::: Listed entries
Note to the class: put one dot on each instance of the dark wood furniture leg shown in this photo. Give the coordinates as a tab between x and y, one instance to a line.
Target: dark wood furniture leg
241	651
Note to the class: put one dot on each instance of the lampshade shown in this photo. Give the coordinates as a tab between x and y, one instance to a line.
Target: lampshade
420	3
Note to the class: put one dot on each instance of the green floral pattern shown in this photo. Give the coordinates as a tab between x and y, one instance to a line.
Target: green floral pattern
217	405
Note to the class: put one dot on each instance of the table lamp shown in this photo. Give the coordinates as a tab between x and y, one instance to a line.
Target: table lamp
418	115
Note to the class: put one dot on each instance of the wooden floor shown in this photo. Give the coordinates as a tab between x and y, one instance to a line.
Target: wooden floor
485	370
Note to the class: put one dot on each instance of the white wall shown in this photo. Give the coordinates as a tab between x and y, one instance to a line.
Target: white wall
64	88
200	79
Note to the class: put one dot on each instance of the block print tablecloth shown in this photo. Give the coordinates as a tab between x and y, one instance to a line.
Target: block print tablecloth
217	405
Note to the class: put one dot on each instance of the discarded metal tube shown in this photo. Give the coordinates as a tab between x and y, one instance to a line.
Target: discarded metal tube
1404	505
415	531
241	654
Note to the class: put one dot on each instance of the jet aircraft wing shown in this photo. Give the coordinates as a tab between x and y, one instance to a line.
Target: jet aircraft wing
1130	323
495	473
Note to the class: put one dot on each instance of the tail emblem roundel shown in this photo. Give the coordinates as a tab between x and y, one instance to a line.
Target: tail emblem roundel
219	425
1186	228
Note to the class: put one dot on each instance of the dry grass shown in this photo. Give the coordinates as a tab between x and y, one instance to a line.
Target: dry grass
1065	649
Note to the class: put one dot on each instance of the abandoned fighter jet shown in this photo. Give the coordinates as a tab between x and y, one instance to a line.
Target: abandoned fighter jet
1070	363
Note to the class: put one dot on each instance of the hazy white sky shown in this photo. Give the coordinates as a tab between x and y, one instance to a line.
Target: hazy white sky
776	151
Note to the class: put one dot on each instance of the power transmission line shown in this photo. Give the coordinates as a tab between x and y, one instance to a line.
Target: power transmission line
::::::
**Your task**
Return the data exactly, every line included.

**Solution to this problem**
Note to the class: put one dot on each instance of the dark wood furniture leg shown in this photo. Give the coordinates as a tab between x and y, one instance to a line.
Target: dark wood furniture leg
241	651
Note to the class: put one dot on each instance of the lampshade shown in this photo. Give the coordinates as a tab between x and y, one instance to a line.
Target: lampshade
420	3
Note to the class: put one dot on each instance of the green floral pattern shown in this photo. Give the coordinates as a tab between x and y, one instance to a line.
Target: green floral pattern
217	405
Note to the class: put one dot on each instance of the table lamp shown in this photo. Give the coordinates as a tab between x and y, one instance to a line.
Target: table lamp
418	115
Note to the class: put one dot on each instance of the wooden floor shown in this photo. Give the coordinates as a tab between x and y, one instance to a line.
Target: wooden floor
485	370
Note to the class: put one dot on each instance of the white wall shown in this photo. Give the coordinates as a tab between x and y, one instance to a line.
Target: white wall
64	88
200	79
Note to the class: put one dot on each instance of the block print tablecloth shown in this photo. Give the coordinates as a tab between x and y, one instance to a line.
Target: block print tablecloth
217	405
Note to the class: put one dot on each instance of the discarded metal tube shown in this photo. Give the coordinates as a tab between x and y, one instance to a line.
Target: discarded metal tube
1404	505
415	531
241	654
Note to the class: put one dot on each instance of the jet aircraft wing shown in this photo. Give the coordinates as a tab between x and y, one instance to a line.
Target: jet aircraft wing
1130	323
495	473
Note to the class: put one dot on each instance of the tail emblem roundel shown in this photo. Give the coordinates as a tab between x and y, one instance to a line.
Target: tail emblem roundel
219	425
1186	228
Note to the class: put one dot on each instance of the dry grass shown in this photo. Give the coordinates as a tab between x and y, one instance to a line.
Target: dry grass
1065	649
Note to the class: put one dot on each instance of the abandoned fighter jet shown in this photo. Give the coordinates as a tab between x and y, one instance to a line.
Target: abandoned fighter jet
1070	363
Note to the class: put one dot on each instance of the hazy white sky shown in this photo. Give the coordinates as a tab between x and y, one instance to a line.
Target: hazy white sky
776	151
Note to the class: put one dot on each instance of the power transmission line shown in this photo. Give the coordinates as a tab between x and y, one instance to a line.
Target: power transmission line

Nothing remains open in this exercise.